TASK INSTRUCTIONS -
1 - In the forum thread on remelting chocolate below, what is the most times chrose recommends remelting chocolate for coating or tempering?
2 - Condense the paragraph in the forum thread on remelting chocolate that begins "You can continue to remelt" into a short bulleted list that keeps its main facts.
___ TEXT TO READ ___
# How many times can I melt chocolate?



## karlat (Nov 7, 2001)

I'm doing lots of holiday candy and cookie baking and I've been dipping various goodies and I'm using a good quality chocolate. If I melt slow and don't add anything (flavor, butter, cream) how many times can a use the chocolate.


----------



## athenaeus (Jul 24, 2001)

I have never thought of melting the chocolate again!!

I am waiting to find out if I am wrong on that !


----------



## chrose (Nov 20, 2000)

You can continue to remelt and temper chocolate several times. Reseed with fresh chocolate if possible. However this in not indefinite. For good coating and or tempering ideally I don't think you should do it more than 2-3 times. You can always reuse the chocolate to add to mousses, icings, baking etc. In that way you can continue to melt and reheat it several times. It will though break down eventually so don't try to stretch it too far!


----------



## karlat (Nov 7, 2001)

I had not thought to reuse even after I finished dipping!! What a great idea! :bounce:


----------



## thebighat (Feb 21, 2001)

Here's some info on chocolate, including how to tell when it's tired.....chocolate stuff


----------



## momoreg (Mar 4, 2000)

What's that link, TBH? I didn't get anything.


----------



## thebighat (Feb 21, 2001)

try it again. I forgot a directory in the url and had to edit it.


----------



## marmalady (Apr 19, 2001)

I don't reuse my leftover chocolate, but just make some simple 'bark' with the leftovers; for dark chocolate, just throw in some nuts, maybe some liqueur (SP?!); hazelnut and frangelico are my faves; spread it out on a parchment lined pan, and chill, then break into pieces. With white chocolate, i use dried cherries and a cherry flavoring for chocolate and almonds sprinkled on top. I did this a couple of years ago, when I way overestimated the amount of white chocolate I needed, and it turned out to be the hit of the season! My best compliment was from the French chef I was doing banquet work with!


----------



## m brown (May 29, 1999)

IF I HAVE CLEAN CHOCOLATE LEFTOVERS, I JUST ADD TO NEW THE NEXT DAY AND TEMPER AGAIN. 
MMMMMMM CHOCOLATE....................


----------
___ RECORD EXTRACTS ___
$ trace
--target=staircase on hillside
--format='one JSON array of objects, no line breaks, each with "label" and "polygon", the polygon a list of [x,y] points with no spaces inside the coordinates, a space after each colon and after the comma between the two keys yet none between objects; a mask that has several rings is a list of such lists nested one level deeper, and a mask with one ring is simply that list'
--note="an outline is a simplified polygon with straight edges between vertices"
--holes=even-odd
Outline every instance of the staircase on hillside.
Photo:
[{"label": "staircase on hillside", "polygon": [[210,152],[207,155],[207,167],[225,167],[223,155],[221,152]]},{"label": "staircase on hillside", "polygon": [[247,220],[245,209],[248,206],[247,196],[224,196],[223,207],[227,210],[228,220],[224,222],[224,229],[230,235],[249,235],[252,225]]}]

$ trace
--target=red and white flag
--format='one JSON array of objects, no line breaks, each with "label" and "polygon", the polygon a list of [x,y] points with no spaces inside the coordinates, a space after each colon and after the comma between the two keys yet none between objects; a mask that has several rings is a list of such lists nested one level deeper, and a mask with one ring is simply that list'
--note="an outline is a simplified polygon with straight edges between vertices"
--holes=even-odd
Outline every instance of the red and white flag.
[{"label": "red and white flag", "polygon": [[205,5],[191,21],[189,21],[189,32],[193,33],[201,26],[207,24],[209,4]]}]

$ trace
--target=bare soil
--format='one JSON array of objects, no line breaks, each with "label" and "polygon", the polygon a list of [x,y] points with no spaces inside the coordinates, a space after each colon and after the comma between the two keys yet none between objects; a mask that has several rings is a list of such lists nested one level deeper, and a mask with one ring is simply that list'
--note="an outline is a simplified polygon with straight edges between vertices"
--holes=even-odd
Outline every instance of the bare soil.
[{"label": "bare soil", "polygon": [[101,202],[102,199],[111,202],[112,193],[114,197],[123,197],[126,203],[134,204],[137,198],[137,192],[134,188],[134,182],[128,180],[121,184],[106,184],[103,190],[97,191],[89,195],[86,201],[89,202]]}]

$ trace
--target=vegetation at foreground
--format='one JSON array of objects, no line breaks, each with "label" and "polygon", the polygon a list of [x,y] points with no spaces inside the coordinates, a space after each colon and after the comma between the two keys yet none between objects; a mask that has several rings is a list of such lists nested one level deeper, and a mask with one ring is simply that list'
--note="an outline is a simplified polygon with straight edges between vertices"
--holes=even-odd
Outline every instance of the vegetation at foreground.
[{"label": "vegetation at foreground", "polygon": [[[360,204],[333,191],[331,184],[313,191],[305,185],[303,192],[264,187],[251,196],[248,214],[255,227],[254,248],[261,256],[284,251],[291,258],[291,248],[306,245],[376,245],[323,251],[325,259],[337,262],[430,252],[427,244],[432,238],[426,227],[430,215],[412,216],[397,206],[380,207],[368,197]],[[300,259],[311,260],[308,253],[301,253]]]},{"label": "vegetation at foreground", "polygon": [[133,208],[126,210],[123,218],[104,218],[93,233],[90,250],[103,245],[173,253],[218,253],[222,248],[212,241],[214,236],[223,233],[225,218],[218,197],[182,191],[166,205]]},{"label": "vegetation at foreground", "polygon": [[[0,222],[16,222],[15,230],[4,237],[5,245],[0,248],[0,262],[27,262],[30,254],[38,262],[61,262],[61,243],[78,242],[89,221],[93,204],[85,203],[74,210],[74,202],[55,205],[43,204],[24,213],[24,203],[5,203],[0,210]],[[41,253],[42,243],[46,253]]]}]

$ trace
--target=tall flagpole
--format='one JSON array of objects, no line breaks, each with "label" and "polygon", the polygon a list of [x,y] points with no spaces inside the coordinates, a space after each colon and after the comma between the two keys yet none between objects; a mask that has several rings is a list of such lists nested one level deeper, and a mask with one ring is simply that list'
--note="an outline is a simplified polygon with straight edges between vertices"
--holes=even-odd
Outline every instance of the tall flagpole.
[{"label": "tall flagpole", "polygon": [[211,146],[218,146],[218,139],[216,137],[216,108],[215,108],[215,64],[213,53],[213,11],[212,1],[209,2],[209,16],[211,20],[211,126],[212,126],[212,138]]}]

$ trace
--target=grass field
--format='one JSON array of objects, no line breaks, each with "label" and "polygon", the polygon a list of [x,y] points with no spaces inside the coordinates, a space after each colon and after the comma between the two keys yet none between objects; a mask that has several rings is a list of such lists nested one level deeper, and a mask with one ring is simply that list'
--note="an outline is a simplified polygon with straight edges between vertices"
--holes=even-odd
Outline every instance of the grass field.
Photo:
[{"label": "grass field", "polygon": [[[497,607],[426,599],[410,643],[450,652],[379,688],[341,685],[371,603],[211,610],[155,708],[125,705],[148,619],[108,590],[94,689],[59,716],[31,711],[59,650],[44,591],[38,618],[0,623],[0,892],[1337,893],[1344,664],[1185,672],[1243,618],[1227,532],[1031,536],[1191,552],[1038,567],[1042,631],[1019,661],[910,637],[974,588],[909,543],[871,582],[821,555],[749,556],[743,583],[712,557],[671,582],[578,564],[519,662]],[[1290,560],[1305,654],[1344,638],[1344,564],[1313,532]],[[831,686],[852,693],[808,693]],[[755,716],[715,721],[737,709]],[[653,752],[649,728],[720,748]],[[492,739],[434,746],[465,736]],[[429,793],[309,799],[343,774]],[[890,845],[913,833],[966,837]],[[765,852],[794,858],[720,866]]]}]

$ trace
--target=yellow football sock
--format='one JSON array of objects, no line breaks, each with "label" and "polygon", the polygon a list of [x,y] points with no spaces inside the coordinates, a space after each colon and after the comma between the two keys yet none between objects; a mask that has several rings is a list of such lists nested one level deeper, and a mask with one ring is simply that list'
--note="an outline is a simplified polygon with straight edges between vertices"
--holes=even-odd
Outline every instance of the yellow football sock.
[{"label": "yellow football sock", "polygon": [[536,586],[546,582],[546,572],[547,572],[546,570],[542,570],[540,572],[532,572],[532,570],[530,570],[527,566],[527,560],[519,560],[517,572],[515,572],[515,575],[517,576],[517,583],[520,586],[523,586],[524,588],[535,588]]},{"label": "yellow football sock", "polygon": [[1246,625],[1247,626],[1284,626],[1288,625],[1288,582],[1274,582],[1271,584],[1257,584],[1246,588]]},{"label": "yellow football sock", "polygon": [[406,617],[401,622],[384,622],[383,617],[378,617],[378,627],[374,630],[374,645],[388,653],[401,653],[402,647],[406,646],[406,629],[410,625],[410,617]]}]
___
RESPONSES IN ORDER -
1 - Ideally no more than two to three times.

2 -
- Chocolate can be remelted and retempered several times, ideally reseeded with fresh chocolate, but not indefinitely.
- For coating or tempering, it should ideally be remelted no more than two or three times.
- Leftover chocolate can also go into mousses, icings, and baking, which allows more rounds of melting and reheating.
- It eventually breaks down, so it shouldn't be stretched too far.